Written instruction: The records below are to be quoted in full; please keep every word exact.

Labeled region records
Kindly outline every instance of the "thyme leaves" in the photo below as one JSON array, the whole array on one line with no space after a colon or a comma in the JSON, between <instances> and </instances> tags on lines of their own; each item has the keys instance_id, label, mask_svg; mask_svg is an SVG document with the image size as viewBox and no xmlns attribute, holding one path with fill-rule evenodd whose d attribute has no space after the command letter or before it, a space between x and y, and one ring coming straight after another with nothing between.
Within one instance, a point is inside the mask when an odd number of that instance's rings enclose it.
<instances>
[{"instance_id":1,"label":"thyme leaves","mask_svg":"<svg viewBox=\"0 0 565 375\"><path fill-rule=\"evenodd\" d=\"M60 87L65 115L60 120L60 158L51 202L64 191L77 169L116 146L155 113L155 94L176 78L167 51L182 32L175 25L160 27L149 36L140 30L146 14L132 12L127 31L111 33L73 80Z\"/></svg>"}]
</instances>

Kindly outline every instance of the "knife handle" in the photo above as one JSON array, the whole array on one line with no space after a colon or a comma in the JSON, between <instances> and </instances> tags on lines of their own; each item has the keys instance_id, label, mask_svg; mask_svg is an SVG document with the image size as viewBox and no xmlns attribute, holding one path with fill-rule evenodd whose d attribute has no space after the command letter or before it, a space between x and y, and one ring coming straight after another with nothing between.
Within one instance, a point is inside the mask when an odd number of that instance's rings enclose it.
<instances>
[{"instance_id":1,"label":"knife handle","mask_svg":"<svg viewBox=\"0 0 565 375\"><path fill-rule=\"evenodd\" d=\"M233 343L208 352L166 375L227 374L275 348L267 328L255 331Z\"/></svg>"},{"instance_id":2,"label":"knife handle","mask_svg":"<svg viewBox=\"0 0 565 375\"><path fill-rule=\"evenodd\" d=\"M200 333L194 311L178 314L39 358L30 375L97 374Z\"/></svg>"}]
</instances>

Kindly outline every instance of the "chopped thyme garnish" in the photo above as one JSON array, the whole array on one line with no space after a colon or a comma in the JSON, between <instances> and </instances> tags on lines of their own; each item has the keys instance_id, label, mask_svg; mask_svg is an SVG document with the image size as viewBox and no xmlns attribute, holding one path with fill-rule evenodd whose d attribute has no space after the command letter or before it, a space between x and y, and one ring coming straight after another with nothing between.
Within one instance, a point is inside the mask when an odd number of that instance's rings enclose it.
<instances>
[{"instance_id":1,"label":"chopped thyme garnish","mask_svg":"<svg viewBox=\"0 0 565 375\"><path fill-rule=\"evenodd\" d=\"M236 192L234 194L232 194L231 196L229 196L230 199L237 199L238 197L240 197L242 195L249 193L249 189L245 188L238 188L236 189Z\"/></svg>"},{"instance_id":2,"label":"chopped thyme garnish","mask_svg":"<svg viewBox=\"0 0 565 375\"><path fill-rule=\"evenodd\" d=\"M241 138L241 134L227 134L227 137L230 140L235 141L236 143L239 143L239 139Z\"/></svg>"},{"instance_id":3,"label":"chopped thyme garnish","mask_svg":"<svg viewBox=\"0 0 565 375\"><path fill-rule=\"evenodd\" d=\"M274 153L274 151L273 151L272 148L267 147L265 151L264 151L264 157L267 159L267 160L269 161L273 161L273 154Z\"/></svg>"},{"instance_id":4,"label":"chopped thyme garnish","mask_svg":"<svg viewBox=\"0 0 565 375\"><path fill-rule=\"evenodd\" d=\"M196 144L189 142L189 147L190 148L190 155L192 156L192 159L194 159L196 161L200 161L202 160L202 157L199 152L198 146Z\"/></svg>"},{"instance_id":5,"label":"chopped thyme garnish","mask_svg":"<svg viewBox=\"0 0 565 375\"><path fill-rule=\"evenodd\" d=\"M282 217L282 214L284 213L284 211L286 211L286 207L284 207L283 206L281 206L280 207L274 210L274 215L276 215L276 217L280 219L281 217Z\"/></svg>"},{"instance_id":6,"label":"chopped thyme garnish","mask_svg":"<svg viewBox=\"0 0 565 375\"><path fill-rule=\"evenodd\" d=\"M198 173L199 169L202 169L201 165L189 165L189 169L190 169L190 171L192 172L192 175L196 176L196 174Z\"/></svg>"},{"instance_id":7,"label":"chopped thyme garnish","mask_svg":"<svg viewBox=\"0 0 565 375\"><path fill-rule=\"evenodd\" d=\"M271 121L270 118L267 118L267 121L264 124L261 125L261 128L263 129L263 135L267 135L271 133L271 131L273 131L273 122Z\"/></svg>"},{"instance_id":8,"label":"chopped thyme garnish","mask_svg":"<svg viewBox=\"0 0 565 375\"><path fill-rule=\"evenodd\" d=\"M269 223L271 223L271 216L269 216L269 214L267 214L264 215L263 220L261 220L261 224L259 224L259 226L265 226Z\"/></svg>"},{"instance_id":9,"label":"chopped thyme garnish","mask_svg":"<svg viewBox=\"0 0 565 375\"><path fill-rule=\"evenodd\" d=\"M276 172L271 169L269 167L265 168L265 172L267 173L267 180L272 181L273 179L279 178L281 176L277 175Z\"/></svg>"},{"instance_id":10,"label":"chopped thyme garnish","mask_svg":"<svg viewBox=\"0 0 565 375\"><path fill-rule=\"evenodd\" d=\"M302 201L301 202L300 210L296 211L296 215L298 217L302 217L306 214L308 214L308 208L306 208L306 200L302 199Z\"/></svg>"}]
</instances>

Response:
Kindly outline every instance of the "thyme leaves" in the photo below as one JSON array, the whole array on one line with no space after a colon or a comma in the JSON, between <instances> and </instances> tags on lines of their own; each item has the keys instance_id, label, mask_svg; mask_svg is an SVG document with the image size as viewBox and no xmlns attribute, holding one path with fill-rule evenodd whose d attribute has no space after the command letter or before it, a space between x and y, and one ring coming straight after another with nothing between.
Within one instance, a point is inside the mask when an odd number of that instance's rings enclose it.
<instances>
[{"instance_id":1,"label":"thyme leaves","mask_svg":"<svg viewBox=\"0 0 565 375\"><path fill-rule=\"evenodd\" d=\"M60 87L65 115L60 120L60 158L51 202L64 191L77 169L116 146L155 113L155 94L176 78L167 51L182 32L175 25L160 27L149 36L140 30L146 14L132 12L127 31L111 33L73 80Z\"/></svg>"}]
</instances>

Kindly outline every instance of the "knife handle" in the photo above as one JSON array, the whole array on one line with no space after a colon or a comma in the JSON, between <instances> and </instances> tags on lines of their own; each item has the keys instance_id, label, mask_svg; mask_svg is an SVG document with the image size as viewBox and no xmlns attribute, holding one path with fill-rule evenodd whose d attribute has no space after the command letter or before it, a space between x and y, and one ring coming straight after another with nothing between.
Within one instance, a point is inside the mask when an odd number of that instance's rings enclose it.
<instances>
[{"instance_id":1,"label":"knife handle","mask_svg":"<svg viewBox=\"0 0 565 375\"><path fill-rule=\"evenodd\" d=\"M233 343L208 352L166 375L227 374L275 348L267 328L255 331Z\"/></svg>"},{"instance_id":2,"label":"knife handle","mask_svg":"<svg viewBox=\"0 0 565 375\"><path fill-rule=\"evenodd\" d=\"M200 333L194 311L178 314L39 358L30 375L97 374Z\"/></svg>"}]
</instances>

Kindly outline every instance of the "chopped thyme garnish" in the photo above as one JSON array, the whole array on one line with no space after a colon or a comma in the JSON, between <instances> and </instances> tags on lines of their own; each item has the keys instance_id, label, mask_svg; mask_svg is an SVG document with the image size as viewBox and no xmlns attribute, holding one path with fill-rule evenodd whose d attribute has no space after the command letter or before it, a space between x and y, and one ring coming straight after another with nothing between.
Within one instance, a point is inside the mask when an odd number of that instance's rings enclose it.
<instances>
[{"instance_id":1,"label":"chopped thyme garnish","mask_svg":"<svg viewBox=\"0 0 565 375\"><path fill-rule=\"evenodd\" d=\"M236 192L234 194L232 194L231 196L229 196L230 199L237 199L238 197L240 197L242 195L249 193L249 189L245 188L238 188L236 189Z\"/></svg>"},{"instance_id":2,"label":"chopped thyme garnish","mask_svg":"<svg viewBox=\"0 0 565 375\"><path fill-rule=\"evenodd\" d=\"M241 138L241 134L227 134L227 137L230 140L235 141L236 143L239 143L239 139Z\"/></svg>"},{"instance_id":3,"label":"chopped thyme garnish","mask_svg":"<svg viewBox=\"0 0 565 375\"><path fill-rule=\"evenodd\" d=\"M274 153L274 151L273 151L272 148L267 147L265 151L264 151L264 157L267 159L267 160L269 161L273 161L273 154Z\"/></svg>"},{"instance_id":4,"label":"chopped thyme garnish","mask_svg":"<svg viewBox=\"0 0 565 375\"><path fill-rule=\"evenodd\" d=\"M196 144L189 142L189 147L190 148L190 155L192 156L192 159L194 159L196 161L200 161L202 160L202 157L199 152L198 146Z\"/></svg>"},{"instance_id":5,"label":"chopped thyme garnish","mask_svg":"<svg viewBox=\"0 0 565 375\"><path fill-rule=\"evenodd\" d=\"M282 217L282 214L284 213L284 211L286 211L286 207L284 207L283 206L281 206L280 207L274 210L274 215L276 215L276 217L280 219L281 217Z\"/></svg>"},{"instance_id":6,"label":"chopped thyme garnish","mask_svg":"<svg viewBox=\"0 0 565 375\"><path fill-rule=\"evenodd\" d=\"M198 173L199 169L202 169L201 165L189 165L189 169L190 169L190 171L192 172L192 175L196 176L196 174Z\"/></svg>"},{"instance_id":7,"label":"chopped thyme garnish","mask_svg":"<svg viewBox=\"0 0 565 375\"><path fill-rule=\"evenodd\" d=\"M271 121L270 118L267 118L267 121L264 124L261 125L261 128L263 129L263 135L267 135L271 133L271 131L273 131L273 122Z\"/></svg>"},{"instance_id":8,"label":"chopped thyme garnish","mask_svg":"<svg viewBox=\"0 0 565 375\"><path fill-rule=\"evenodd\" d=\"M269 223L271 223L271 216L269 216L269 214L267 214L264 215L263 220L261 220L261 224L259 224L259 226L265 226Z\"/></svg>"},{"instance_id":9,"label":"chopped thyme garnish","mask_svg":"<svg viewBox=\"0 0 565 375\"><path fill-rule=\"evenodd\" d=\"M276 172L271 169L269 167L265 168L265 172L267 173L267 180L272 181L273 179L279 178L281 176L277 175Z\"/></svg>"},{"instance_id":10,"label":"chopped thyme garnish","mask_svg":"<svg viewBox=\"0 0 565 375\"><path fill-rule=\"evenodd\" d=\"M302 201L301 202L300 210L296 211L296 215L298 217L302 217L306 214L308 214L308 208L306 208L306 200L302 199Z\"/></svg>"}]
</instances>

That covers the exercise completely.